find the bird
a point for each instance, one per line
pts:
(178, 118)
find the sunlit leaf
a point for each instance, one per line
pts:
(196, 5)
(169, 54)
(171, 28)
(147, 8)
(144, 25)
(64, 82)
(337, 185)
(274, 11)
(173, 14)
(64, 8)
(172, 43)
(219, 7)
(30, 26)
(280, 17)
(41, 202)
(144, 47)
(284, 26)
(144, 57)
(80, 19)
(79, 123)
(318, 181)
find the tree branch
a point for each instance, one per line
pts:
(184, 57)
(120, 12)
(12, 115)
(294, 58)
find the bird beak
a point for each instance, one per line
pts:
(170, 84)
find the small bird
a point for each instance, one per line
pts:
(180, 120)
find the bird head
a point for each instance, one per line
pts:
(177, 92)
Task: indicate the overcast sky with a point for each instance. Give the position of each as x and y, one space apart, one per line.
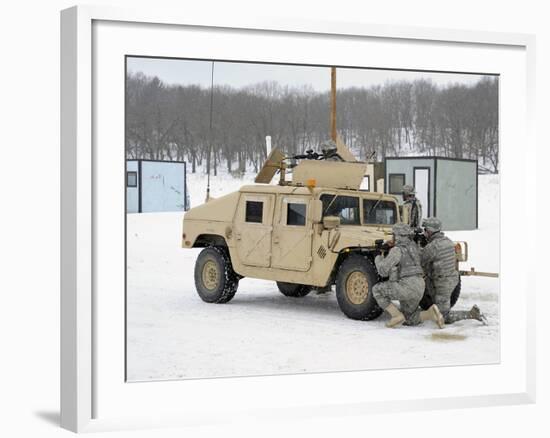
238 75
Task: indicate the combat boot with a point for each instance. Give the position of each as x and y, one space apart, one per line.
433 314
475 313
397 317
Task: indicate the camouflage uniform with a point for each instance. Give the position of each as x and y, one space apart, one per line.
411 211
405 284
439 264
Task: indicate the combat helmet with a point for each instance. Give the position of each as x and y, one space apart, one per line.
432 224
408 190
401 230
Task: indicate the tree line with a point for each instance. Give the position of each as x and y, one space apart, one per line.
227 127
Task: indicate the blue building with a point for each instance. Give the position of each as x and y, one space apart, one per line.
446 187
155 186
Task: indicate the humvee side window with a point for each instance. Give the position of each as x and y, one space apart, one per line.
254 211
296 214
345 207
379 212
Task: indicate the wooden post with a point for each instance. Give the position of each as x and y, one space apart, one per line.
333 103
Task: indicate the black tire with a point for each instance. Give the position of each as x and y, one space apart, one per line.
426 301
353 303
293 290
215 280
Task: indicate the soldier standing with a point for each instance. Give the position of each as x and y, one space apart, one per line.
411 212
405 284
441 274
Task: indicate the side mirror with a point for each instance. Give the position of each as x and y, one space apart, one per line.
316 208
331 222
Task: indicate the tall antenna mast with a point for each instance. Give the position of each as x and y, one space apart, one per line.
210 134
333 104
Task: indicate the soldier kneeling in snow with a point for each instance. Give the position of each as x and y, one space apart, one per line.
405 284
439 264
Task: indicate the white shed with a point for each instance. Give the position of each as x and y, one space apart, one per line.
155 186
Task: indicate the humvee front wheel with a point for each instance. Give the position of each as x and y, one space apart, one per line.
293 289
215 280
354 281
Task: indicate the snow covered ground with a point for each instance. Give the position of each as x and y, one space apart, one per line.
172 334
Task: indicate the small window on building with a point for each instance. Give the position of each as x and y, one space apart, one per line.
254 211
379 212
296 214
345 207
397 181
365 184
131 179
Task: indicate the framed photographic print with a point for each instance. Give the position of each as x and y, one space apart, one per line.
264 217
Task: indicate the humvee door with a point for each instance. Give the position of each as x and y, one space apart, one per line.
253 227
292 234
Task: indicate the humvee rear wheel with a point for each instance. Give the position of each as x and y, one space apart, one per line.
215 280
293 289
427 301
354 281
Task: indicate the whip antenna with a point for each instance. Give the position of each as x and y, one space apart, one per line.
210 134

## Exercise brief
How many of the lines above hold "bird"? Answer with only the number.

## Written answer
4